Supplied records:

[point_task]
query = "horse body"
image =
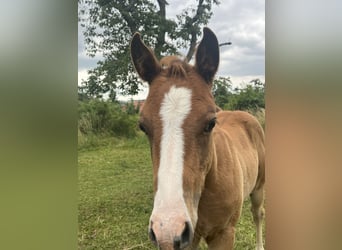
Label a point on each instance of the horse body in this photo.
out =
(205, 162)
(238, 166)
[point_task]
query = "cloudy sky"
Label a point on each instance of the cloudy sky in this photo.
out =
(241, 22)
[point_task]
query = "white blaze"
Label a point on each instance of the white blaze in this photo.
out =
(174, 109)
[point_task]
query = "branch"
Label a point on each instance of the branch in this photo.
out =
(224, 44)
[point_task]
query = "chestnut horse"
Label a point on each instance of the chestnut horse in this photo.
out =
(205, 161)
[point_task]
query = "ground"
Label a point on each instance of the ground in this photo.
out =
(115, 196)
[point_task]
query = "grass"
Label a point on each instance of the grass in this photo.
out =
(115, 197)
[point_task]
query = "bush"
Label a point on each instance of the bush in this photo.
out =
(252, 97)
(103, 117)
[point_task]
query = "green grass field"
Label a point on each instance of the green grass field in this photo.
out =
(116, 198)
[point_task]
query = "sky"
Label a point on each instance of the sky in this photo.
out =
(241, 22)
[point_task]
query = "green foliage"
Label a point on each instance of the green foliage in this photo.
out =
(252, 97)
(109, 26)
(99, 117)
(116, 198)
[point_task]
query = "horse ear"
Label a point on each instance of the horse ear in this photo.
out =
(207, 55)
(144, 60)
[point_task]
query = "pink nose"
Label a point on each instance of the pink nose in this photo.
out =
(172, 233)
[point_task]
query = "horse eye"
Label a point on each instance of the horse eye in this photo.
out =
(142, 128)
(210, 125)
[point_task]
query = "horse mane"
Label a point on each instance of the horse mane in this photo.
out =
(174, 67)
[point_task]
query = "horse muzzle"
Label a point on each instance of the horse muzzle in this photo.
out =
(171, 233)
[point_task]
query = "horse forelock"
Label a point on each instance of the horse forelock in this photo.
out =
(174, 67)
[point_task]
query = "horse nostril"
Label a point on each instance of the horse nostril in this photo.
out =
(182, 241)
(152, 236)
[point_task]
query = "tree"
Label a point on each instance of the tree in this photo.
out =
(252, 97)
(109, 26)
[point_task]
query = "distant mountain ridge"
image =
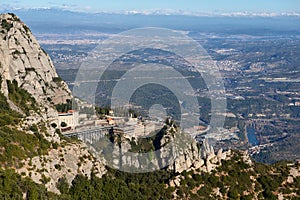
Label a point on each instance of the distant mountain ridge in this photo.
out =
(65, 21)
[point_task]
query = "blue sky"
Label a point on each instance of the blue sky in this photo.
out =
(208, 6)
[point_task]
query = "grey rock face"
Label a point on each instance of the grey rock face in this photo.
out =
(22, 59)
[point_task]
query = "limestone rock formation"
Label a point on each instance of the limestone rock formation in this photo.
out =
(24, 63)
(22, 59)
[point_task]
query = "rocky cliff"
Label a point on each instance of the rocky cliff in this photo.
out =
(32, 88)
(23, 60)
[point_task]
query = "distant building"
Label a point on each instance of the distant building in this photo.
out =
(71, 118)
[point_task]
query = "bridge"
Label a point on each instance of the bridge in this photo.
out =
(90, 135)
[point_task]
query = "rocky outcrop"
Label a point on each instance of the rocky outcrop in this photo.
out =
(22, 59)
(25, 63)
(188, 155)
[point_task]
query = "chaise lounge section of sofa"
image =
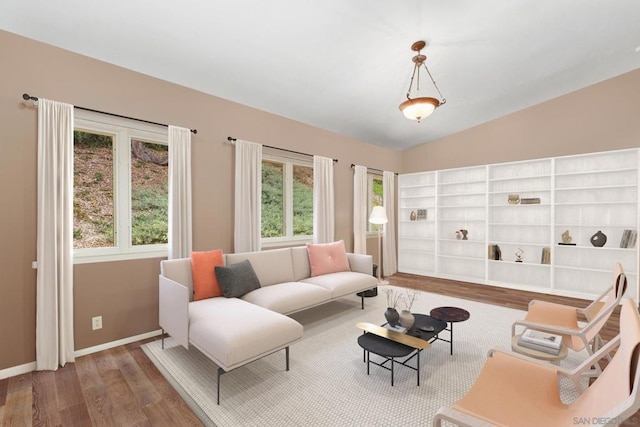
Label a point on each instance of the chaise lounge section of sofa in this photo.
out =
(235, 331)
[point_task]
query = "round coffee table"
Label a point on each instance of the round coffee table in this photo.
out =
(541, 355)
(450, 315)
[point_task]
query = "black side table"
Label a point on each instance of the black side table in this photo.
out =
(451, 315)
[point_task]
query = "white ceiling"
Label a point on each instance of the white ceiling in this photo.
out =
(344, 65)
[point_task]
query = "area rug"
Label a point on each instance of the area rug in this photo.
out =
(328, 383)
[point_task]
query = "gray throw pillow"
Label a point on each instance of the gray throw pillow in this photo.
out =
(237, 279)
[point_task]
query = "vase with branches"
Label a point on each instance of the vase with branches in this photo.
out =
(393, 299)
(406, 318)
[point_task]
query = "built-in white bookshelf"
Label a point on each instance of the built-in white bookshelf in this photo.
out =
(595, 192)
(461, 223)
(520, 201)
(416, 236)
(524, 208)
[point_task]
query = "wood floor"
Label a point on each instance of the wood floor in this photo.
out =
(121, 387)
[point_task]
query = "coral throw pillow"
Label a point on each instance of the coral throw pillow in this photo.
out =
(205, 282)
(327, 258)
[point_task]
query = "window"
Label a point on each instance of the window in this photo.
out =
(374, 198)
(287, 200)
(120, 203)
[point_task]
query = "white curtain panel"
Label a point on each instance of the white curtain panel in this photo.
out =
(389, 259)
(248, 196)
(180, 216)
(54, 285)
(323, 204)
(360, 208)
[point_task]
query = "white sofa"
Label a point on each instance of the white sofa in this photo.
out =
(235, 331)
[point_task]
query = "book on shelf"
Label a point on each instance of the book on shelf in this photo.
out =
(629, 238)
(546, 256)
(494, 253)
(541, 341)
(530, 201)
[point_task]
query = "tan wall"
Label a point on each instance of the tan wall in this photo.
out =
(125, 293)
(605, 116)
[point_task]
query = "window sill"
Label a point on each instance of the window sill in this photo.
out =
(110, 255)
(285, 242)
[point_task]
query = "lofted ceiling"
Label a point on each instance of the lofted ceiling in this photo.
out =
(344, 65)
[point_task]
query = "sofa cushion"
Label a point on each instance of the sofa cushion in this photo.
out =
(327, 258)
(237, 279)
(205, 282)
(288, 297)
(232, 332)
(343, 283)
(272, 266)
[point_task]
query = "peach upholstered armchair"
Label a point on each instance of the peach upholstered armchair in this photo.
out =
(514, 390)
(566, 320)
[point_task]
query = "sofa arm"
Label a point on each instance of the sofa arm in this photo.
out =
(174, 310)
(361, 263)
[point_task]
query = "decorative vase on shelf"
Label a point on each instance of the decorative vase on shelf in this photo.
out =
(392, 316)
(599, 239)
(406, 319)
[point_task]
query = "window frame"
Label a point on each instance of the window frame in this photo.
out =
(287, 239)
(123, 130)
(371, 176)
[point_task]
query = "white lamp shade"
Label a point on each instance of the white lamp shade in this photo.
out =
(419, 108)
(378, 216)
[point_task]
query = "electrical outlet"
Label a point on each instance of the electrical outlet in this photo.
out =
(96, 322)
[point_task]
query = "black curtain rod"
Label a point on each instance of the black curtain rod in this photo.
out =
(232, 140)
(373, 169)
(27, 97)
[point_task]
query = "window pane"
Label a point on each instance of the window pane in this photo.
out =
(93, 201)
(375, 197)
(302, 200)
(149, 193)
(272, 199)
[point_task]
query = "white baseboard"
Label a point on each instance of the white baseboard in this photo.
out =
(108, 345)
(28, 367)
(17, 370)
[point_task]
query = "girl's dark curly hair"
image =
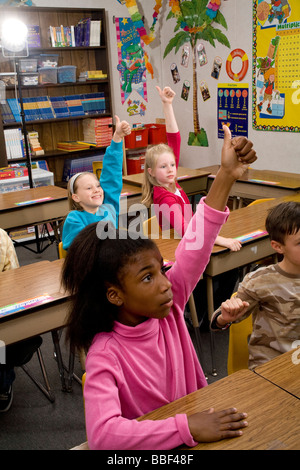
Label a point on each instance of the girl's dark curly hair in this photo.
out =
(95, 260)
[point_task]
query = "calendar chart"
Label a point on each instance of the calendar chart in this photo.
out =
(276, 65)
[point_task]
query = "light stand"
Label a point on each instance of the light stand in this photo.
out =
(14, 46)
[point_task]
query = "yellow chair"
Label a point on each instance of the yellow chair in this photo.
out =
(61, 252)
(258, 201)
(238, 353)
(97, 168)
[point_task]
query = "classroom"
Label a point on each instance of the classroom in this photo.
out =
(218, 81)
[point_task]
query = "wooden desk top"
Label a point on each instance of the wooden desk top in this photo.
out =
(8, 200)
(283, 371)
(183, 174)
(27, 282)
(249, 219)
(273, 414)
(265, 177)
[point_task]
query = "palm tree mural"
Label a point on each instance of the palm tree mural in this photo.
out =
(194, 20)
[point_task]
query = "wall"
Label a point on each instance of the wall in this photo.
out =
(277, 151)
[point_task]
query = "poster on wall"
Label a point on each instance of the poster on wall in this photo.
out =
(233, 108)
(131, 58)
(276, 65)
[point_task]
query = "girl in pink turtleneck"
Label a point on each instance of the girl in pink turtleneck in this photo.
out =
(127, 311)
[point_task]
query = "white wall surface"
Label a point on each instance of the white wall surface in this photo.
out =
(276, 150)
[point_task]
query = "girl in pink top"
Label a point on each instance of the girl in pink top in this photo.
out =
(127, 311)
(171, 204)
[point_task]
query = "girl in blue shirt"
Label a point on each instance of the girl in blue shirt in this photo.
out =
(93, 200)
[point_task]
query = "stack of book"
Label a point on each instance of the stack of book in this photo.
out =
(6, 113)
(87, 32)
(98, 131)
(73, 146)
(14, 143)
(45, 107)
(93, 103)
(35, 146)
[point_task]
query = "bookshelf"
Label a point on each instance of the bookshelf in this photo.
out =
(84, 57)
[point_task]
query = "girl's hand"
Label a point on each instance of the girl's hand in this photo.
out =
(211, 425)
(237, 154)
(122, 129)
(231, 243)
(231, 310)
(166, 95)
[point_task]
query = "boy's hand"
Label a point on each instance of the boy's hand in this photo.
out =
(231, 310)
(237, 154)
(122, 129)
(212, 425)
(166, 95)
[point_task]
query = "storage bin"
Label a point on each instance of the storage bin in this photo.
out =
(28, 65)
(135, 164)
(66, 74)
(156, 133)
(137, 138)
(40, 178)
(47, 75)
(30, 79)
(47, 60)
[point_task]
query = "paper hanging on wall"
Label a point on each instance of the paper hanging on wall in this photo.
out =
(131, 59)
(233, 108)
(276, 65)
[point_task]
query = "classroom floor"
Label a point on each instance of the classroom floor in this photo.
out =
(34, 423)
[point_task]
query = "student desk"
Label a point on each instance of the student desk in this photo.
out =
(191, 181)
(240, 222)
(273, 414)
(28, 282)
(15, 211)
(283, 371)
(257, 184)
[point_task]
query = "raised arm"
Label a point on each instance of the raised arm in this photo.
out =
(237, 155)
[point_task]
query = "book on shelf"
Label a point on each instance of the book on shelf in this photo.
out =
(59, 106)
(6, 113)
(73, 146)
(93, 103)
(45, 108)
(34, 143)
(87, 32)
(74, 104)
(33, 37)
(98, 131)
(14, 143)
(15, 108)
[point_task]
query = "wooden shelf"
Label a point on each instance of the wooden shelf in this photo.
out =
(84, 58)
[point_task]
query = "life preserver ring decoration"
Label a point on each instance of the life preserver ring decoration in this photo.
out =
(237, 77)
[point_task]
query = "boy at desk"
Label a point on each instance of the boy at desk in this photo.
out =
(271, 293)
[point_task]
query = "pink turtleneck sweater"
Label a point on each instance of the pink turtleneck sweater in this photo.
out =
(134, 370)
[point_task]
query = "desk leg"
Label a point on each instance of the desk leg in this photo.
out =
(210, 307)
(196, 326)
(55, 339)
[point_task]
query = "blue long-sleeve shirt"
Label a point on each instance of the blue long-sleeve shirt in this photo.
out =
(111, 183)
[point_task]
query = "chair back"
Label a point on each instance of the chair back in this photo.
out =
(151, 227)
(61, 252)
(97, 168)
(238, 353)
(258, 201)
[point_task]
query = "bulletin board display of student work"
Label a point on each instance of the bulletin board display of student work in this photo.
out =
(276, 65)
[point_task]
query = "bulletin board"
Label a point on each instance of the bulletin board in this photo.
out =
(276, 65)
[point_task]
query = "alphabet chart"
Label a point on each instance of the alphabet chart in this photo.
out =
(276, 65)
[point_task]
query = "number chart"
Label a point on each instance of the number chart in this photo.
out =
(276, 65)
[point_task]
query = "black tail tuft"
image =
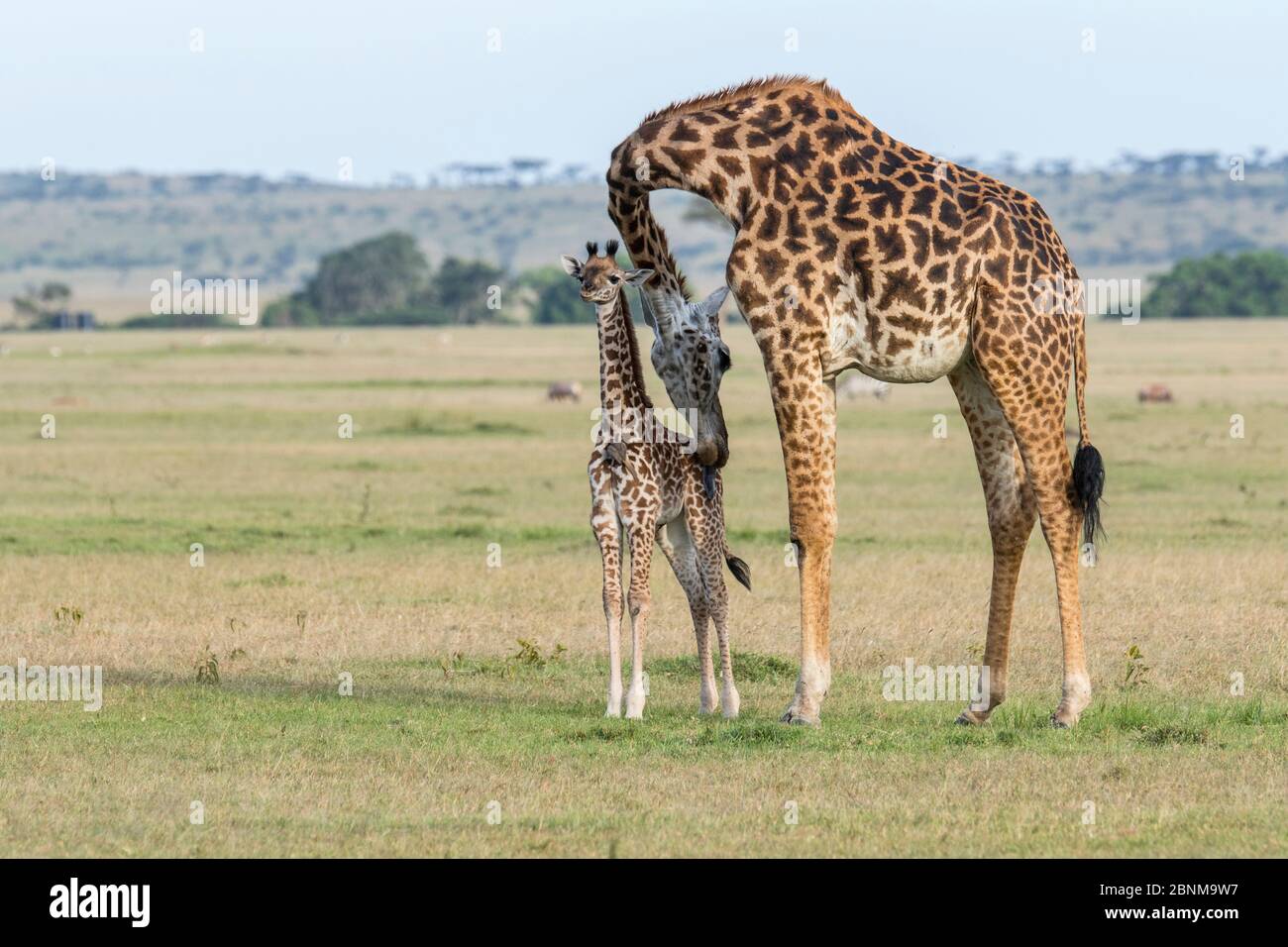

Instructions to follow: If a line in the entries contains "window", copy it.

Task answer:
query = "window"
Label a point on each instance of the window in this photo.
query = "window sill"
Label a point on each instance of the window sill in this photo.
query = "window frame"
Label a point on each instance of the window frame in this photo.
query = "window pane"
Label a point on each instance of the window pane in this photo.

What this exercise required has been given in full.